===== EXCERPT PROVIDED

When politicians gamble, taxpayers lose

Politicians should be focusing on creating the right environment for any company, large or small, to grow without a government handout. Pictured: Prime Minister Justin Trudeau. Photo Credit: Justin Trudeau/X. 

Politicians are rolling the dice on the electric vehicle industry with your money.

If they bet wrong, and there’s a good chance they have, hardworking Canadians will be left holding the bag.

Prime Minister Justin Trudeau and Premier Doug Ford announced a $5-billion agreement with Honda, giving another Fortune 500 automaker a huge wad of taxpayer cash. 

Then Trudeau released a video on social media bragging about “betting big” on the electric vehicle industry in Canada. The “betting” part of Trudeau’s statement tells you everything you need to know about why this is a big mistake. 

Governments should never “bet” with taxpayer money. That’s the reality of corporate welfare: when governments give taxpayer money to corporations with few strings attached, everyday Canadians are left hoping and praying that politicians put the chips on the right numbers. 

And these are huge bets.

When Trudeau and Ford announced this latest giveaway to Honda, the amount of taxpayer cash promised to the electric vehicle sector reached $57 billion. That’s more than the federal government plans to spend on health care this year. 

Governments should never gamble with taxpayer money and there are at least three key reasons why this Honda deal is a mistake. 

First, governments haven’t even proven themselves capable of tracking how many jobs are created through their corporate welfare schemes.

Trudeau and Ford bragged about how a $5 billion giveaway to Honda is going to generate 1,000 jobs. In case you’re thinking of doing the math, that’s $5 million per job.

Five million dollars per job is already outrageous. But some recent reporting from the Globe and Mail shows why corporate welfare in general is a terrible idea. 

The feds don’t even have a proper mechanism for verifying if jobs are actually created after handing corporations buckets of taxpayer cash. So, while 1,000 jobs are promised through the Honda deal, the government isn’t capable of confirming whether those measly 1,000 jobs will materialize.

==========

EXERCISE BRIEF: Decide whether each of the following statements agrees with the opinion piece on the Honda deal, answering yes or no and quoting the words of the piece that settle it: (a) Trudeau and Ford announced a $5-billion agreement with Honda; (b) the Honda deal is said to generate 5,000 jobs; (c) the taxpayer cash promised to the electric vehicle sector is less than the federal government plans to spend on health care this year.

===== RECORDS PROVIDED

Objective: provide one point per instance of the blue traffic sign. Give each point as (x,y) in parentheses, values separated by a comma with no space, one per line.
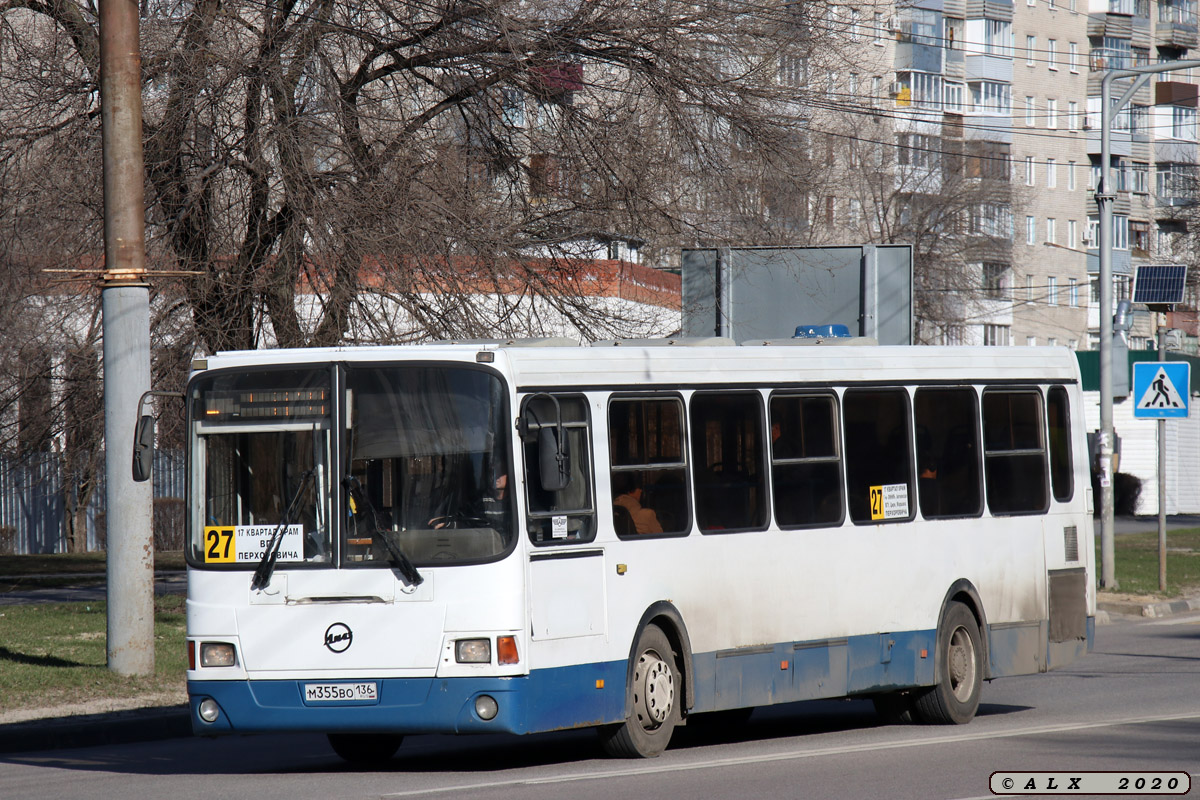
(1161,389)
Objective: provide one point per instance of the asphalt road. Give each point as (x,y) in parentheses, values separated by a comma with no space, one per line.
(1131,705)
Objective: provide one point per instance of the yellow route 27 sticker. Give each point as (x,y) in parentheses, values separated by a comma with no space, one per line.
(889,501)
(246,543)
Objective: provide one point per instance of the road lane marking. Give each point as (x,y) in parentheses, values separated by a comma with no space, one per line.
(766,758)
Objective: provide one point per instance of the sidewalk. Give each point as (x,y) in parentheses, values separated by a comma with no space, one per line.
(96,729)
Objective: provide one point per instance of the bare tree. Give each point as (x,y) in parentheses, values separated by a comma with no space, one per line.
(436,161)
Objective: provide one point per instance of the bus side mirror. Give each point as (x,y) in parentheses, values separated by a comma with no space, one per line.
(553,461)
(143,449)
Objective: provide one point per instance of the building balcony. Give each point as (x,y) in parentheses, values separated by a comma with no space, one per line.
(981,66)
(988,127)
(1120,143)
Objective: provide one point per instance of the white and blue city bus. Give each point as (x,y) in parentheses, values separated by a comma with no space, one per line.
(531,536)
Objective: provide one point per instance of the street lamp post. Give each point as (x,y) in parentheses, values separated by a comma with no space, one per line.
(1104,199)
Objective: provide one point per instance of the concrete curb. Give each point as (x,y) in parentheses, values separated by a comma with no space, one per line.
(95,729)
(1164,608)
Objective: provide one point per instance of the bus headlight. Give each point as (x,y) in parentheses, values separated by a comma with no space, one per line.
(473,651)
(209,710)
(217,654)
(486,707)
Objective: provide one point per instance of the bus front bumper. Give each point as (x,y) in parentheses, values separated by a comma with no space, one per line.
(544,701)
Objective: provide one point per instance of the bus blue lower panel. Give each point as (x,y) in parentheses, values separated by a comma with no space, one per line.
(588,695)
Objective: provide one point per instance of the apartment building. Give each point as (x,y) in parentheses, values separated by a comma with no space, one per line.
(1020,90)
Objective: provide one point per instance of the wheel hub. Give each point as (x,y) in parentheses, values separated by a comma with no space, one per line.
(655,690)
(960,663)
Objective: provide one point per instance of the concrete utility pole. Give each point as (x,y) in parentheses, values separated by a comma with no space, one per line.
(1104,199)
(126,306)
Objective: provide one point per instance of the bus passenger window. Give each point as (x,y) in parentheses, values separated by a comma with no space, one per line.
(948,452)
(649,475)
(1014,455)
(1059,419)
(879,455)
(569,513)
(805,463)
(727,453)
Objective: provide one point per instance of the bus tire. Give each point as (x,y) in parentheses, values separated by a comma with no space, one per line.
(653,697)
(954,699)
(365,749)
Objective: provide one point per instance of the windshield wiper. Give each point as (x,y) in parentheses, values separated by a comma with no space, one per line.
(267,565)
(395,555)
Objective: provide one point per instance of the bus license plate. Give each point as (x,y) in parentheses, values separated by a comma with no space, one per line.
(367,691)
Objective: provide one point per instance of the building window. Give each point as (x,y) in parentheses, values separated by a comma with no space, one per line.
(995,280)
(955,96)
(1140,178)
(991,97)
(1183,122)
(1114,53)
(996,335)
(1139,235)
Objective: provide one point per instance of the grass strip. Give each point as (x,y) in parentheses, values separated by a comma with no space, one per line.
(55,654)
(1135,563)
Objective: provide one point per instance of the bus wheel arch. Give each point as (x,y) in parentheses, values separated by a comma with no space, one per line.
(959,668)
(964,591)
(658,686)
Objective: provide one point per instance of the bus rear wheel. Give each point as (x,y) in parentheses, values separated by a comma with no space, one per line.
(653,698)
(954,699)
(365,749)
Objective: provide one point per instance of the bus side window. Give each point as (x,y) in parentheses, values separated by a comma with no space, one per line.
(948,452)
(805,463)
(649,474)
(1014,453)
(879,455)
(1059,419)
(729,453)
(569,513)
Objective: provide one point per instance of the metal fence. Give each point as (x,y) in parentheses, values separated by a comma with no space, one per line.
(34,504)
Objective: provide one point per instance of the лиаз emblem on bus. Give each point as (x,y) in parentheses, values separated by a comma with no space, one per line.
(889,501)
(246,543)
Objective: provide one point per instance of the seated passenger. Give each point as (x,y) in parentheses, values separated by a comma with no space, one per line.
(629,497)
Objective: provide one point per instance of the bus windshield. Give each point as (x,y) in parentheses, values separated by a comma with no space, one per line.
(423,467)
(262,458)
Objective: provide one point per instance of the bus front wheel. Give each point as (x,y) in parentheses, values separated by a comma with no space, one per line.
(954,699)
(365,749)
(653,698)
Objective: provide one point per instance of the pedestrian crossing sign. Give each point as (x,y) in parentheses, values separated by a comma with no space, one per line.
(1161,389)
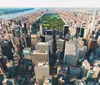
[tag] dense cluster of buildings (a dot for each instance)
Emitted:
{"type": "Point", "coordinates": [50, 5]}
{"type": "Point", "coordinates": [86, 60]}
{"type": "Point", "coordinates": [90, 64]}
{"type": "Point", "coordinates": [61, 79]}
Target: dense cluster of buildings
{"type": "Point", "coordinates": [49, 57]}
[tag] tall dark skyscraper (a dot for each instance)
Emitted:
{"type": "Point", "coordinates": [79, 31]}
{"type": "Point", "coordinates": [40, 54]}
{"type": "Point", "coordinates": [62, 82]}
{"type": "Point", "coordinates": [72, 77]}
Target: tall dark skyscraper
{"type": "Point", "coordinates": [7, 49]}
{"type": "Point", "coordinates": [66, 30]}
{"type": "Point", "coordinates": [54, 48]}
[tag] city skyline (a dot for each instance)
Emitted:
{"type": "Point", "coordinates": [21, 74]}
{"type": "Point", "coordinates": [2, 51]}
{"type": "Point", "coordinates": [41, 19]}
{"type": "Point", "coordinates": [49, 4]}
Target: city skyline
{"type": "Point", "coordinates": [50, 3]}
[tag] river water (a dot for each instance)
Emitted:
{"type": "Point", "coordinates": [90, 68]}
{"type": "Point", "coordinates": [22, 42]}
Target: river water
{"type": "Point", "coordinates": [15, 15]}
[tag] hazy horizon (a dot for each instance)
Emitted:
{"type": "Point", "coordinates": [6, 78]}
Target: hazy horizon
{"type": "Point", "coordinates": [49, 3]}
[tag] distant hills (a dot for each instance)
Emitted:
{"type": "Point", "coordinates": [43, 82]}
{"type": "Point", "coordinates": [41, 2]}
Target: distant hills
{"type": "Point", "coordinates": [13, 10]}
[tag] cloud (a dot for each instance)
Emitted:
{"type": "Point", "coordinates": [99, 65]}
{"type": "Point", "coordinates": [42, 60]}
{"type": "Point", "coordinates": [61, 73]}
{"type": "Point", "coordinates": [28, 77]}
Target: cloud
{"type": "Point", "coordinates": [49, 3]}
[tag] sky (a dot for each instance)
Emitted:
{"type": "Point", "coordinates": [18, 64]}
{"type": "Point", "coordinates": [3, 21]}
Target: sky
{"type": "Point", "coordinates": [50, 3]}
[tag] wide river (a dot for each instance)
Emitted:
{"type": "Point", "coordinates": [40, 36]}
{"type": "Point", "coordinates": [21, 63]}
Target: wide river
{"type": "Point", "coordinates": [15, 15]}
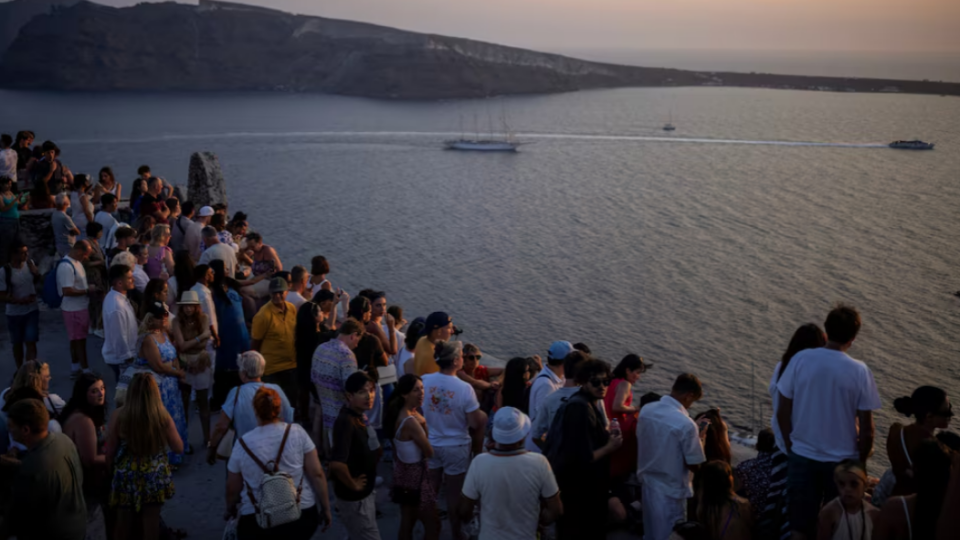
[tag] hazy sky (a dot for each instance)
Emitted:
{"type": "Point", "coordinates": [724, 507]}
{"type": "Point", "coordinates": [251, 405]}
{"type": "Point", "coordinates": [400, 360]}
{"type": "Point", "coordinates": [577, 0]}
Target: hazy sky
{"type": "Point", "coordinates": [833, 25]}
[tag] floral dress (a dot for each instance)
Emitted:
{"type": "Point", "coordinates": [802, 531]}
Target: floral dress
{"type": "Point", "coordinates": [169, 392]}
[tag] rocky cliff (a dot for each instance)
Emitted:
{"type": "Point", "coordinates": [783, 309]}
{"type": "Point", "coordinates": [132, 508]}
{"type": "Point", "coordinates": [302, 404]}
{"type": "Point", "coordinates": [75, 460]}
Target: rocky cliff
{"type": "Point", "coordinates": [221, 46]}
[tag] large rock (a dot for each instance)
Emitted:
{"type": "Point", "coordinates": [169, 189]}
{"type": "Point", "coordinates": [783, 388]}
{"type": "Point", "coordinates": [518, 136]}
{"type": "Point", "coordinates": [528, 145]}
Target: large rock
{"type": "Point", "coordinates": [207, 186]}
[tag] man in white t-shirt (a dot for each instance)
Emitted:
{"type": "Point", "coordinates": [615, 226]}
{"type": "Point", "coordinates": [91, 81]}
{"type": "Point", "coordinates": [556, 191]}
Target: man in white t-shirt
{"type": "Point", "coordinates": [452, 411]}
{"type": "Point", "coordinates": [825, 415]}
{"type": "Point", "coordinates": [516, 488]}
{"type": "Point", "coordinates": [72, 286]}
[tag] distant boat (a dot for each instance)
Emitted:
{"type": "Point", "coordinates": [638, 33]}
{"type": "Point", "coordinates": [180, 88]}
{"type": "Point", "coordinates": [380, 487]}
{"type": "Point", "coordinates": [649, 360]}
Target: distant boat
{"type": "Point", "coordinates": [911, 145]}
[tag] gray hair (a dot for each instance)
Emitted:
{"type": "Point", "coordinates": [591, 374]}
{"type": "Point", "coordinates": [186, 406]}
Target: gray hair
{"type": "Point", "coordinates": [252, 364]}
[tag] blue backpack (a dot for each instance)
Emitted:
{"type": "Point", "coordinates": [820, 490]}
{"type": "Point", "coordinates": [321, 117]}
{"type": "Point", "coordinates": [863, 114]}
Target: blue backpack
{"type": "Point", "coordinates": [50, 295]}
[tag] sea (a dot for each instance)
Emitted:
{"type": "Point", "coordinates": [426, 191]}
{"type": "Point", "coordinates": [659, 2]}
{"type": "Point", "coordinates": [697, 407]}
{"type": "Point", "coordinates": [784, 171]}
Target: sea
{"type": "Point", "coordinates": [701, 250]}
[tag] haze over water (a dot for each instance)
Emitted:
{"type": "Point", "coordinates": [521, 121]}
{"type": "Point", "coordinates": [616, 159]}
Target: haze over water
{"type": "Point", "coordinates": [699, 256]}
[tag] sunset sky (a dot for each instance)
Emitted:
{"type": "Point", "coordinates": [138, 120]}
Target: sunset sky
{"type": "Point", "coordinates": [822, 25]}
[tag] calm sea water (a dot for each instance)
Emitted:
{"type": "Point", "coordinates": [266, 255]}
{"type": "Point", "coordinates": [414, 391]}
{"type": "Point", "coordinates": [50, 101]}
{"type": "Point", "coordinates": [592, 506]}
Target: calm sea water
{"type": "Point", "coordinates": [700, 255]}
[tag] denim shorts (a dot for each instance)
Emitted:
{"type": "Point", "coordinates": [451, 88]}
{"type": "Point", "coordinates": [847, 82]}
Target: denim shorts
{"type": "Point", "coordinates": [24, 328]}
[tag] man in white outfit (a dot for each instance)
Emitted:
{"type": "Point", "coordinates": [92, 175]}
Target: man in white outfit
{"type": "Point", "coordinates": [670, 450]}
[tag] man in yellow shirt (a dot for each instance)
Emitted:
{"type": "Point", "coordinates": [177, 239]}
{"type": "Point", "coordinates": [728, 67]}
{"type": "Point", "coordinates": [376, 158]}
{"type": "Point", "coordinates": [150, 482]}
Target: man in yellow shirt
{"type": "Point", "coordinates": [274, 328]}
{"type": "Point", "coordinates": [439, 327]}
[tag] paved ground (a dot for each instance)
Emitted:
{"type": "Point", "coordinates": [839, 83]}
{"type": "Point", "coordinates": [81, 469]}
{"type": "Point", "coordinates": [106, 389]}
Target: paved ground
{"type": "Point", "coordinates": [199, 503]}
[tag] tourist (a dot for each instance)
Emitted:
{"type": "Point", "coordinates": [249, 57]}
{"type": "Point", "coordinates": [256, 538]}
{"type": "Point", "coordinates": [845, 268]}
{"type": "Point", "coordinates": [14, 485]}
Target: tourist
{"type": "Point", "coordinates": [238, 409]}
{"type": "Point", "coordinates": [438, 327]}
{"type": "Point", "coordinates": [84, 422]}
{"type": "Point", "coordinates": [192, 335]}
{"type": "Point", "coordinates": [120, 327]}
{"type": "Point", "coordinates": [292, 452]}
{"type": "Point", "coordinates": [216, 251]}
{"type": "Point", "coordinates": [516, 489]}
{"type": "Point", "coordinates": [753, 475]}
{"type": "Point", "coordinates": [670, 450]}
{"type": "Point", "coordinates": [412, 488]}
{"type": "Point", "coordinates": [825, 415]}
{"type": "Point", "coordinates": [848, 517]}
{"type": "Point", "coordinates": [46, 491]}
{"type": "Point", "coordinates": [272, 334]}
{"type": "Point", "coordinates": [106, 185]}
{"type": "Point", "coordinates": [80, 205]}
{"type": "Point", "coordinates": [72, 286]}
{"type": "Point", "coordinates": [932, 410]}
{"type": "Point", "coordinates": [456, 424]}
{"type": "Point", "coordinates": [159, 256]}
{"type": "Point", "coordinates": [20, 296]}
{"type": "Point", "coordinates": [353, 460]}
{"type": "Point", "coordinates": [65, 232]}
{"type": "Point", "coordinates": [333, 363]}
{"type": "Point", "coordinates": [724, 514]}
{"type": "Point", "coordinates": [231, 327]}
{"type": "Point", "coordinates": [618, 404]}
{"type": "Point", "coordinates": [157, 351]}
{"type": "Point", "coordinates": [298, 281]}
{"type": "Point", "coordinates": [138, 436]}
{"type": "Point", "coordinates": [915, 517]}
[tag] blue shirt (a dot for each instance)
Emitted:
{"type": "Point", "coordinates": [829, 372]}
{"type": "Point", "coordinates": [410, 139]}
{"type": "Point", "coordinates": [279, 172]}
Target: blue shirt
{"type": "Point", "coordinates": [244, 418]}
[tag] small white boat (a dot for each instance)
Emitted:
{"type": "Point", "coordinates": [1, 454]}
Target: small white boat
{"type": "Point", "coordinates": [911, 145]}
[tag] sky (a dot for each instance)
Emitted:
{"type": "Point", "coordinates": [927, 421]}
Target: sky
{"type": "Point", "coordinates": [782, 25]}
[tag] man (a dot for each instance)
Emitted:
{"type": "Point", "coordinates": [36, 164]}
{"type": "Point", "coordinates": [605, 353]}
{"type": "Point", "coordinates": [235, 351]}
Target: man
{"type": "Point", "coordinates": [670, 450]}
{"type": "Point", "coordinates": [353, 463]}
{"type": "Point", "coordinates": [46, 498]}
{"type": "Point", "coordinates": [333, 363]}
{"type": "Point", "coordinates": [65, 232]}
{"type": "Point", "coordinates": [72, 286]}
{"type": "Point", "coordinates": [516, 489]}
{"type": "Point", "coordinates": [549, 380]}
{"type": "Point", "coordinates": [108, 207]}
{"type": "Point", "coordinates": [455, 425]}
{"type": "Point", "coordinates": [439, 327]}
{"type": "Point", "coordinates": [120, 325]}
{"type": "Point", "coordinates": [579, 446]}
{"type": "Point", "coordinates": [238, 405]}
{"type": "Point", "coordinates": [217, 251]}
{"type": "Point", "coordinates": [298, 283]}
{"type": "Point", "coordinates": [18, 292]}
{"type": "Point", "coordinates": [825, 414]}
{"type": "Point", "coordinates": [273, 333]}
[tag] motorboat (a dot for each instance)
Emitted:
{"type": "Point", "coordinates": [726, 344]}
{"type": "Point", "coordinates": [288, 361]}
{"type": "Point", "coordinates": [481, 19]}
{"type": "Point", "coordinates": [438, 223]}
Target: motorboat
{"type": "Point", "coordinates": [911, 145]}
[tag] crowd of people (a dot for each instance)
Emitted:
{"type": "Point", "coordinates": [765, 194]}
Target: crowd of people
{"type": "Point", "coordinates": [298, 385]}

==========

WRITTEN RESPONSE:
(a) Yes: "Prime Minister Justin Trudeau and Premier Doug Ford announced a $5-billion agreement with Honda"
(b) No: "a $5 billion giveaway to Honda is going to generate 1,000 jobs"
(c) No: "That’s more than the federal government plans to spend on health care this year."